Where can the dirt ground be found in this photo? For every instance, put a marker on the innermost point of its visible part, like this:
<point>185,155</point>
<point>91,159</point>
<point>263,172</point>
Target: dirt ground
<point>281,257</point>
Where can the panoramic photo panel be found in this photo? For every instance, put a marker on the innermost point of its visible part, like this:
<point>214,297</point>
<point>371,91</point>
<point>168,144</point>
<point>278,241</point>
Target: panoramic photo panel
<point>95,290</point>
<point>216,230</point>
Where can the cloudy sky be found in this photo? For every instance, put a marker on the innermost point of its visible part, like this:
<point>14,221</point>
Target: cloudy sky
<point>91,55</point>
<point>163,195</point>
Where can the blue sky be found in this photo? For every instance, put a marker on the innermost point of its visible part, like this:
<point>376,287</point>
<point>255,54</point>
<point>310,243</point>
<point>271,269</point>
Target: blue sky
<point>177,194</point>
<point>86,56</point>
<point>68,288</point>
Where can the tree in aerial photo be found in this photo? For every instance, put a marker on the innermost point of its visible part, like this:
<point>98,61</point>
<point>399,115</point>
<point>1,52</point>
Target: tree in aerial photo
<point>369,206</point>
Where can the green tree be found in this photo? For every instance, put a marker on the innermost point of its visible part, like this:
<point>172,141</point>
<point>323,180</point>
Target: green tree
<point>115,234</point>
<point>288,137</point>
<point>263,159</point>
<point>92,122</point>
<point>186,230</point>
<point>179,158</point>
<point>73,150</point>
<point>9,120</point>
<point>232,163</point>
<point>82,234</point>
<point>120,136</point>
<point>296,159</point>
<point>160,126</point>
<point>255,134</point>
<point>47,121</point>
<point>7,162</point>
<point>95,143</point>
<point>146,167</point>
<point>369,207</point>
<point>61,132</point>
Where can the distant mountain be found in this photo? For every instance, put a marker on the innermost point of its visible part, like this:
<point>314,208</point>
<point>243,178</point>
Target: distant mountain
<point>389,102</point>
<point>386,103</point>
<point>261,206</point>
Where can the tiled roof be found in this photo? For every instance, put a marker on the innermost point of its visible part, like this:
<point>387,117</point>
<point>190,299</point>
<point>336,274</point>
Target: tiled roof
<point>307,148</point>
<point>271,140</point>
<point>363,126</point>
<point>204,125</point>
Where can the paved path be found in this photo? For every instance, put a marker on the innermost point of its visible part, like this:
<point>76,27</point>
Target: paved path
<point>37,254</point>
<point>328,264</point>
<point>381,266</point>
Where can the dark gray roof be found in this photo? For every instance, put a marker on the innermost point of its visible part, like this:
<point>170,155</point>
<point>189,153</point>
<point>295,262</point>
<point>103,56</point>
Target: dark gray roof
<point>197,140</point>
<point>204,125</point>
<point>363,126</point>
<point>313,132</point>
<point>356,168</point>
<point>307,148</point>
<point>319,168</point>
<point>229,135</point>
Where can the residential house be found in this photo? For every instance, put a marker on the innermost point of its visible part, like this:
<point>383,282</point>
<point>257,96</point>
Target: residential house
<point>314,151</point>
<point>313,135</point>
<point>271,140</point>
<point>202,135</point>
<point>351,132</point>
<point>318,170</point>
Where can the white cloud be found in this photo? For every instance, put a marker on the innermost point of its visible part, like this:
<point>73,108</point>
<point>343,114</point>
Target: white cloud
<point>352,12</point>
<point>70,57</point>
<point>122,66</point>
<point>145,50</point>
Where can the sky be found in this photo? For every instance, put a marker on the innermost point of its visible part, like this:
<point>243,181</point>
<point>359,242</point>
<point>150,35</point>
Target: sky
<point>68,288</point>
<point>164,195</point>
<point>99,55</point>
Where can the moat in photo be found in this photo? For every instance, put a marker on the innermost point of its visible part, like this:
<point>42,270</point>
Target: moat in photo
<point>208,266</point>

Prompt
Rewrite the listing above with "innermost point" replaced by "central point" at every occurrence, and change nothing else.

Reply
Where can the dirt ground be found in this photo? For every instance, put a marker on the central point of its visible part, like this:
<point>185,155</point>
<point>91,159</point>
<point>263,172</point>
Target: dirt ground
<point>281,257</point>
Where can the panoramic photo panel be found in this photo? For every instance, put a marker on the central point of its visible part, like this:
<point>214,297</point>
<point>371,91</point>
<point>168,144</point>
<point>278,241</point>
Target: panoramic photo panel
<point>95,290</point>
<point>216,230</point>
Where can the cloudy sky be found in this photo? For every instance, put a marker on the central point of its visible part, like this:
<point>14,221</point>
Target: cloudy sky
<point>91,55</point>
<point>163,195</point>
Where can the blue sky be found in this photo? For every instance, put a marker on the central point of its visible part, like this:
<point>376,287</point>
<point>255,54</point>
<point>310,243</point>
<point>271,269</point>
Target: blue sky
<point>177,194</point>
<point>86,56</point>
<point>68,288</point>
Where can the tree in aerial photo be found in this photo? For every instance, put a marker on the central point of its visible part, like this:
<point>98,61</point>
<point>399,115</point>
<point>1,52</point>
Target: tree in aerial photo
<point>369,206</point>
Where can the green tree be found in this photo? For every instance, put a marker on the central point of its visible part, like this:
<point>172,141</point>
<point>323,180</point>
Target: green tree
<point>115,234</point>
<point>288,137</point>
<point>263,159</point>
<point>92,122</point>
<point>186,230</point>
<point>179,158</point>
<point>73,150</point>
<point>9,120</point>
<point>232,163</point>
<point>82,234</point>
<point>120,136</point>
<point>296,159</point>
<point>160,126</point>
<point>255,134</point>
<point>47,121</point>
<point>7,162</point>
<point>95,143</point>
<point>146,167</point>
<point>369,207</point>
<point>61,132</point>
Where can the distant mountain be found in this photo? For every instance, put a marker on the central point of its visible part, like this:
<point>314,208</point>
<point>243,178</point>
Target: distant mountain
<point>389,102</point>
<point>386,103</point>
<point>261,206</point>
Where can the tiled roof be found in this photo? For every instance, put a marker on the central point of its visible part, like this:
<point>387,117</point>
<point>190,299</point>
<point>336,274</point>
Target: tiled roof
<point>307,148</point>
<point>271,140</point>
<point>363,126</point>
<point>204,125</point>
Where can the paved path be found in this photo? For every instance, put a marker on the central point of its visible part, like this:
<point>76,27</point>
Target: paved path
<point>37,254</point>
<point>328,264</point>
<point>381,266</point>
Where can the dark gray roof be found in this photo? For every instance, put a marker on the central point of its visible part, like this:
<point>170,155</point>
<point>189,153</point>
<point>295,262</point>
<point>103,56</point>
Target: dark gray roof
<point>197,140</point>
<point>204,125</point>
<point>363,126</point>
<point>313,132</point>
<point>356,168</point>
<point>307,148</point>
<point>319,168</point>
<point>229,135</point>
Where can the residential house be found in this photo? For every instance, put a marker on the central point of its visible part, like this:
<point>383,282</point>
<point>257,96</point>
Target: residential house
<point>314,151</point>
<point>313,135</point>
<point>271,140</point>
<point>202,135</point>
<point>351,132</point>
<point>318,170</point>
Where can the white cloud be found in this photo? For every instance, put a marker on the central point of its visible part, like this:
<point>73,108</point>
<point>343,114</point>
Target: white cloud
<point>352,12</point>
<point>70,57</point>
<point>122,66</point>
<point>145,50</point>
Where can the sky be found in this photo? For every instance, put a marker on the central point of its visible part, like this:
<point>243,181</point>
<point>359,242</point>
<point>150,35</point>
Target: sky
<point>68,288</point>
<point>164,195</point>
<point>99,55</point>
Where can the moat in photo be found in this photo? For every instance, put a marker on the central point of its visible part, like this:
<point>42,270</point>
Target: moat in photo
<point>208,266</point>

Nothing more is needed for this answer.